Return, from the listing below, every line that includes "kitchen".

★ ★ ★ ★ ★

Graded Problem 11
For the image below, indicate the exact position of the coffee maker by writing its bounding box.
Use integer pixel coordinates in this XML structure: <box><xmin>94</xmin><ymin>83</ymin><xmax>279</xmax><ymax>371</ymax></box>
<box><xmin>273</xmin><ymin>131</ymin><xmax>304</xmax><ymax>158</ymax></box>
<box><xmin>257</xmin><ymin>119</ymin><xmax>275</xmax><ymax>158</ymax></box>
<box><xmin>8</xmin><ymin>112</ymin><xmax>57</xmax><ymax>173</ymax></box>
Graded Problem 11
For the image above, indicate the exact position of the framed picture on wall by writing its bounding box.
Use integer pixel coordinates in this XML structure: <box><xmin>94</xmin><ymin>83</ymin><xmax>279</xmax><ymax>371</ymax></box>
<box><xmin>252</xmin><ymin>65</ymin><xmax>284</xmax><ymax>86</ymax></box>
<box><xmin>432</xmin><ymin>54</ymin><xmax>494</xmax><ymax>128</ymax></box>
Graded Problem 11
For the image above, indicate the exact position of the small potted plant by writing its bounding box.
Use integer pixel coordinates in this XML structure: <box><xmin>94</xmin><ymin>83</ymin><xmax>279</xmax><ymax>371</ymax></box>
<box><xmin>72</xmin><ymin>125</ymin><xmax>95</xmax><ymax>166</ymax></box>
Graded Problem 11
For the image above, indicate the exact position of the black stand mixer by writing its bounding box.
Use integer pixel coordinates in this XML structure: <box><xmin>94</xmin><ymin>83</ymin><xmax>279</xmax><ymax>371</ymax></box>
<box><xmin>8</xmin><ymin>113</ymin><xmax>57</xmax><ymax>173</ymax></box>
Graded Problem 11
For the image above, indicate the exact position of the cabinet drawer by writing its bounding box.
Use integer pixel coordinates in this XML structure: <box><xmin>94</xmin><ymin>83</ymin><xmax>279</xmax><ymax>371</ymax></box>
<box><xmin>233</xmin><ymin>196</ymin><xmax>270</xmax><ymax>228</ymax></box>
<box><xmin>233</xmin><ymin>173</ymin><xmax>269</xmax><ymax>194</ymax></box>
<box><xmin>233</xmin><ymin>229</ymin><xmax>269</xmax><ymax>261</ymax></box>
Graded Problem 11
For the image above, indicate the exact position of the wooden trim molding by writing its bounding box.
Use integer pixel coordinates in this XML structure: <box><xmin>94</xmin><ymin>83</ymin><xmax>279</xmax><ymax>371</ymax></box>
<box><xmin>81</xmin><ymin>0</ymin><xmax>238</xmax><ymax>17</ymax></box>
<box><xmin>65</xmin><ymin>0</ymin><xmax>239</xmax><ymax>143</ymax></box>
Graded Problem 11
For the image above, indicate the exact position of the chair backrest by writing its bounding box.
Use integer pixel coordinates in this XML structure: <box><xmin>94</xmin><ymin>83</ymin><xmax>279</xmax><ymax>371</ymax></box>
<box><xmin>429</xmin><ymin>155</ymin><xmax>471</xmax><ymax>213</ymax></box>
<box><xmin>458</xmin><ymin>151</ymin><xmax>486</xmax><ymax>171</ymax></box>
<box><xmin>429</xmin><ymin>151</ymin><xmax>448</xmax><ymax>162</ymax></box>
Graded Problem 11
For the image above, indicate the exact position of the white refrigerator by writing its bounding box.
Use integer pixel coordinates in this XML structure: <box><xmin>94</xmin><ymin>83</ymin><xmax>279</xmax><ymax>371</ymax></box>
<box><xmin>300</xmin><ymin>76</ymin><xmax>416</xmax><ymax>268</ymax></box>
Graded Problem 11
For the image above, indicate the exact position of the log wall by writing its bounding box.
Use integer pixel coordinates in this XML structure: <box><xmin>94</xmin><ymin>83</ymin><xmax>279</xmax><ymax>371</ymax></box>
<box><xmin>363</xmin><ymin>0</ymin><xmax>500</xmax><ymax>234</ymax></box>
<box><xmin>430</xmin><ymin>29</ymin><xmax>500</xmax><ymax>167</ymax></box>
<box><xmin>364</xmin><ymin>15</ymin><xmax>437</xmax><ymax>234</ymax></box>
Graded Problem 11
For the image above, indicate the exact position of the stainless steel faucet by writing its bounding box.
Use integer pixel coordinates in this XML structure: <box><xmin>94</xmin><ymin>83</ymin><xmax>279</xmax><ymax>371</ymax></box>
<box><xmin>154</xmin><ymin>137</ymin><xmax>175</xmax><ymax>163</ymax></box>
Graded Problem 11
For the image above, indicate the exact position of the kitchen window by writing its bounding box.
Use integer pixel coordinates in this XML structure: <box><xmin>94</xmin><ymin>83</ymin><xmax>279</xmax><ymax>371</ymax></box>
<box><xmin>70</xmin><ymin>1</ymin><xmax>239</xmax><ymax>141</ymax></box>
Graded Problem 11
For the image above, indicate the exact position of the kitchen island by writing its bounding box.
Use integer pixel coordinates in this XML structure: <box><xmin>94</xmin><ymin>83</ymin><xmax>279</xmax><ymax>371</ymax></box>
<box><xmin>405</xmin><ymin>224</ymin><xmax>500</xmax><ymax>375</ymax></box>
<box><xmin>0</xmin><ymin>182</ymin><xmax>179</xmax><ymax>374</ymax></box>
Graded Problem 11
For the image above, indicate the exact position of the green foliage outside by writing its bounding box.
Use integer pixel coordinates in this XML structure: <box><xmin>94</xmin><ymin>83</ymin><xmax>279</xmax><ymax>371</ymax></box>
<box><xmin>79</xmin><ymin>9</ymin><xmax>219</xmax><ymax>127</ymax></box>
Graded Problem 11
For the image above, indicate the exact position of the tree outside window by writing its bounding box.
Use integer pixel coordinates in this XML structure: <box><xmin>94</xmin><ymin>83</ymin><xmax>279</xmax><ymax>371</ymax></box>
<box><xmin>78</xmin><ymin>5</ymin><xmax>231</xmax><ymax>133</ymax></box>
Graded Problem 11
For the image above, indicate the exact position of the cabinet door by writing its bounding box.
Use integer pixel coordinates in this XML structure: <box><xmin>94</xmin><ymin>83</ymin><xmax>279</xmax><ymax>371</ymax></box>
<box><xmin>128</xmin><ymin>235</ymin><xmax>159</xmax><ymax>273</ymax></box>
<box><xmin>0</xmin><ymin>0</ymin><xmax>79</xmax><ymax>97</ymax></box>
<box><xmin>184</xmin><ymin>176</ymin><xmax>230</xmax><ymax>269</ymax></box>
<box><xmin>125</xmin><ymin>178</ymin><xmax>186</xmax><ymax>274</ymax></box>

★ ★ ★ ★ ★

__Response to this task__.
For the image above, indicate the exact position of the kitchen window by writing its bounding box.
For the image above, indicate the exact position of the kitchen island by writing its bounding box.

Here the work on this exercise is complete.